Objective:
Rewrite the records from the line containing "Point out every instance of the bokeh" up to and including the line containing "x=347, y=160", putting "bloom" wherever "flower head" appears and leaving everything else unchanged. Omit the pictures.

Material to process:
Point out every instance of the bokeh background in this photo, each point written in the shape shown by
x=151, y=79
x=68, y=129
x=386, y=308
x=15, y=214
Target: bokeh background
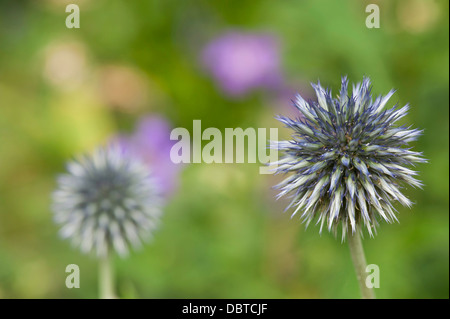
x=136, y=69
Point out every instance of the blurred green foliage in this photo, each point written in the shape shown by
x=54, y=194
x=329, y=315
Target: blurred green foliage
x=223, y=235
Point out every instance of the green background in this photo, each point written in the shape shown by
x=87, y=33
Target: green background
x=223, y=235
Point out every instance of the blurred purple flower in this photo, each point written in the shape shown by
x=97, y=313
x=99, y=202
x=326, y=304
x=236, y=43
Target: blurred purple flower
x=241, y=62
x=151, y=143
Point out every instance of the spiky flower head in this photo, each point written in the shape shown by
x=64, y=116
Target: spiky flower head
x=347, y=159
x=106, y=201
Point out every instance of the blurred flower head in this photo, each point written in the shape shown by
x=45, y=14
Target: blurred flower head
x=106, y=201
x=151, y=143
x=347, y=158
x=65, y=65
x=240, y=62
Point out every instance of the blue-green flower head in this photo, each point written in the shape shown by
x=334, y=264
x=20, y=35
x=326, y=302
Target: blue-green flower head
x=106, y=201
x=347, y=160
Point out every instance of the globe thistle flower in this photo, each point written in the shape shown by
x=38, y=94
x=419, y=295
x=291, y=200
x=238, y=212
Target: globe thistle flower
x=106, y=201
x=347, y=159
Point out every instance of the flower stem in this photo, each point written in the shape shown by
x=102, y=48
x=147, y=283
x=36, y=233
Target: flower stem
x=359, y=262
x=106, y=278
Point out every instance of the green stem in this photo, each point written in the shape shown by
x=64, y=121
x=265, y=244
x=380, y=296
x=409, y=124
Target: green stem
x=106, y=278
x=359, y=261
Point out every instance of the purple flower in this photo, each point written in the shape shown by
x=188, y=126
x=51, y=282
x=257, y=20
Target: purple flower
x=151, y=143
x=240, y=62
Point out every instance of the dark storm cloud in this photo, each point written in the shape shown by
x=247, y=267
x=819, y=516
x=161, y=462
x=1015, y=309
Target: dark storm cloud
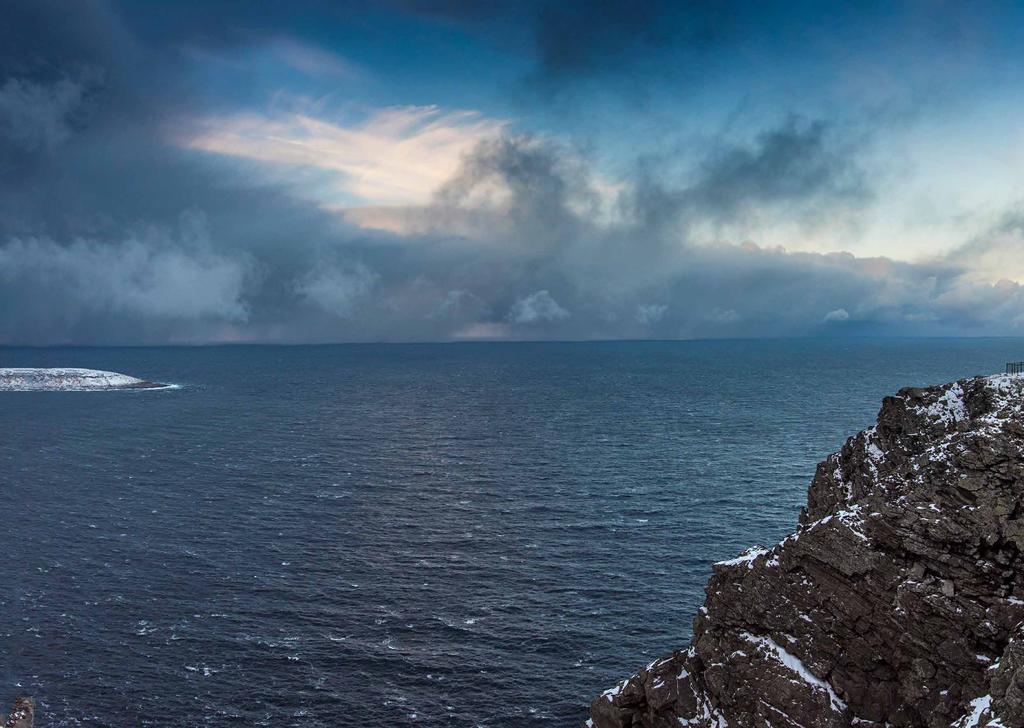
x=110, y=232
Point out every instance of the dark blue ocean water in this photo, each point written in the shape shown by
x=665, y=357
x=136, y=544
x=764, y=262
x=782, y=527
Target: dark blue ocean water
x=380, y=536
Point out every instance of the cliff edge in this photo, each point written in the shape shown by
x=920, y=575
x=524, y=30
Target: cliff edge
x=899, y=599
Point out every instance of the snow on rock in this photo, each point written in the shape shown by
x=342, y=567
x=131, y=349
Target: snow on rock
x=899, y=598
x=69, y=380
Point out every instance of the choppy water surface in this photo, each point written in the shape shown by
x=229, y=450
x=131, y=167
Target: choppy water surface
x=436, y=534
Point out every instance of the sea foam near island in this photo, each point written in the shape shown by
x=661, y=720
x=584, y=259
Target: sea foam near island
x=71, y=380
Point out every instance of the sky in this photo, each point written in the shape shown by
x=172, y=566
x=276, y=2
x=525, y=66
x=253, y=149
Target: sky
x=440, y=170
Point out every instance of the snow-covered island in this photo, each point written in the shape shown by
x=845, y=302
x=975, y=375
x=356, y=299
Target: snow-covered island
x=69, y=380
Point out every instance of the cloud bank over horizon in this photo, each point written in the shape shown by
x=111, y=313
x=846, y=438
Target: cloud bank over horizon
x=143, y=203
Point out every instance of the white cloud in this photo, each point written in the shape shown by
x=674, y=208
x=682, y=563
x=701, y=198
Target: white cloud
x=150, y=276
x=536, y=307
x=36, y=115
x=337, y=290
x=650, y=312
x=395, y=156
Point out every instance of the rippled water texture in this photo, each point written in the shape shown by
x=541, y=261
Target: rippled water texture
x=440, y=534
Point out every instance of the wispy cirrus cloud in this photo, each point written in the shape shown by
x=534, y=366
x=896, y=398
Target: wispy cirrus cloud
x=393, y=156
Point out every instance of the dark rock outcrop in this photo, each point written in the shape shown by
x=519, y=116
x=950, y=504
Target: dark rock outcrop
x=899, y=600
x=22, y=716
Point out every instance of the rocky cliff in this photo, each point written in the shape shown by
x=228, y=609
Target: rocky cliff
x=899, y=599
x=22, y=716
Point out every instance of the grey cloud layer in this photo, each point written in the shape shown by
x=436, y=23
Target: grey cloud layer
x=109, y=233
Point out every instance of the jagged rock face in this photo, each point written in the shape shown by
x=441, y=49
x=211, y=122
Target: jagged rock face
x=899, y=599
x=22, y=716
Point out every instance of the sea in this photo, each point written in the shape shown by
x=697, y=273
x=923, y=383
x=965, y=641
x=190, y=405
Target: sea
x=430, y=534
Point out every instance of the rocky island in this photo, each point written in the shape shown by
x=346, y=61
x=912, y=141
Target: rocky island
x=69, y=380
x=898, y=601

* * *

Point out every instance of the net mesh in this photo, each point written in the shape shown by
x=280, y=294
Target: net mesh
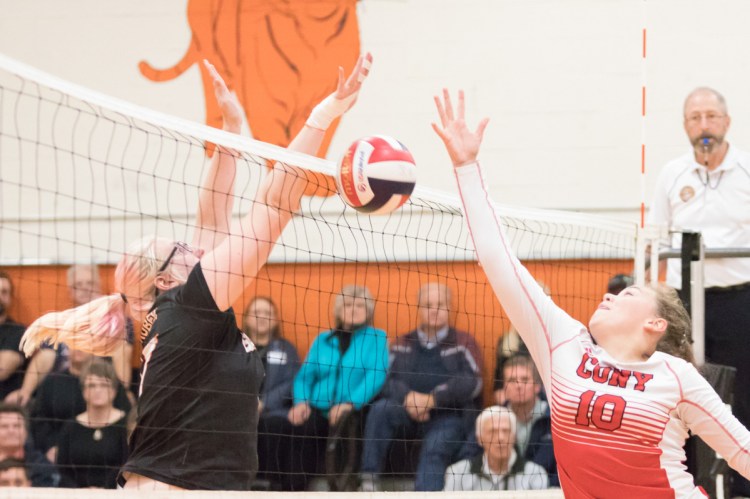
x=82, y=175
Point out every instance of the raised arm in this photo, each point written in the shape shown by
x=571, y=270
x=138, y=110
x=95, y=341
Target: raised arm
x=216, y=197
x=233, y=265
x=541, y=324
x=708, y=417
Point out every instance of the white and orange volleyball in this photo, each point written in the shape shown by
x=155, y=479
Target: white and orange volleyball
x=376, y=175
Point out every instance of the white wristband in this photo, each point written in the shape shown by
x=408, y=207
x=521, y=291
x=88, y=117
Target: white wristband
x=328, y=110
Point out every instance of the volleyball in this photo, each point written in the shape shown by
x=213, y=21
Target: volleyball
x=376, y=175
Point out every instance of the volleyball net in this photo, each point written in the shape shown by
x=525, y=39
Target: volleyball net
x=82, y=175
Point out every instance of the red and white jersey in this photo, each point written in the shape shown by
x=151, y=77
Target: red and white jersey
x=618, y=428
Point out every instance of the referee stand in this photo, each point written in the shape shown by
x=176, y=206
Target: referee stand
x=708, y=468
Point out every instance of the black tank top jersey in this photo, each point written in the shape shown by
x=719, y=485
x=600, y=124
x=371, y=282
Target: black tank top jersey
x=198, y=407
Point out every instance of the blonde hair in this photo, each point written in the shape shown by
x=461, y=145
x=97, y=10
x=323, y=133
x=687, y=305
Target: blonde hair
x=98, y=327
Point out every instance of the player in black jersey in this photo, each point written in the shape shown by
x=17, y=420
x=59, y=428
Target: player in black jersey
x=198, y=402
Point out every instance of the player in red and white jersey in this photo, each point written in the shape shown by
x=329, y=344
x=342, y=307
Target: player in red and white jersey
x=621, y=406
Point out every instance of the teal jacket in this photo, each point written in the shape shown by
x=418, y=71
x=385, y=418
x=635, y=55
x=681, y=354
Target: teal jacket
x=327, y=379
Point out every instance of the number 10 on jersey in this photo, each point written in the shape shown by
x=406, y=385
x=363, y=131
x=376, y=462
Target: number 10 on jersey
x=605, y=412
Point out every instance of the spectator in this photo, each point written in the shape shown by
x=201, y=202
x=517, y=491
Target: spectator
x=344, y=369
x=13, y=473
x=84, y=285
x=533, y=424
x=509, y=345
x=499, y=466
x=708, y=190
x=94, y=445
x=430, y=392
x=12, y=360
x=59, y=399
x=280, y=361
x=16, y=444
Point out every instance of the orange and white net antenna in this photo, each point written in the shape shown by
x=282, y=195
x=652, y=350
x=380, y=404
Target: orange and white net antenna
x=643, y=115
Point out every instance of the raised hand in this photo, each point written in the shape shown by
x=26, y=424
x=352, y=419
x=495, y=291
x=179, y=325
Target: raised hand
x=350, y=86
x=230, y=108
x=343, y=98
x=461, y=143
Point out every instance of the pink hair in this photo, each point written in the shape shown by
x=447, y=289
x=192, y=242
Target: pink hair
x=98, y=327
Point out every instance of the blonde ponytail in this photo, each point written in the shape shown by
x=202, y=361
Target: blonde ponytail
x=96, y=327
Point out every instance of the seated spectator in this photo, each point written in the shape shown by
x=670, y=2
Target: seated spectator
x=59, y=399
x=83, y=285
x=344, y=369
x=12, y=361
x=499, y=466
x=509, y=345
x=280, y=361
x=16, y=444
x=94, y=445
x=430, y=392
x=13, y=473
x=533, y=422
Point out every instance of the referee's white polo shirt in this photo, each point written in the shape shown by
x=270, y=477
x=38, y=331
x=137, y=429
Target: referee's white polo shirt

Answer in full:
Point out every instance of the bokeh background in this photo, each point written in the shape shown by
x=151, y=79
x=68, y=129
x=386, y=308
x=15, y=214
Target: bokeh background
x=136, y=69
Point out every instance of the blurred green foliage in this photo, each point written in the shape shown by
x=54, y=194
x=329, y=315
Target: blurred green foliage
x=223, y=235
Point out every instance of the green background in this photo, each point written in the shape shown by
x=87, y=33
Target: green background
x=223, y=235
Point out every instance of the blurred purple flower in this photo, each point written in the shape shown by
x=97, y=313
x=99, y=202
x=326, y=304
x=236, y=43
Target: blurred purple flower
x=241, y=62
x=151, y=143
Point out every instance of the spiky bloom in this photo, each point written in the shape shown by
x=64, y=116
Target: spiky bloom
x=347, y=159
x=106, y=201
Point out every instance of the blurred bloom in this photo, each point written in the shape shown by
x=45, y=14
Target: blurred bloom
x=106, y=201
x=151, y=143
x=347, y=158
x=65, y=65
x=240, y=62
Point out every instance of the blue-green bloom in this photo, each point written in the shape shown by
x=334, y=264
x=20, y=35
x=326, y=302
Target: blue-green bloom
x=106, y=201
x=347, y=160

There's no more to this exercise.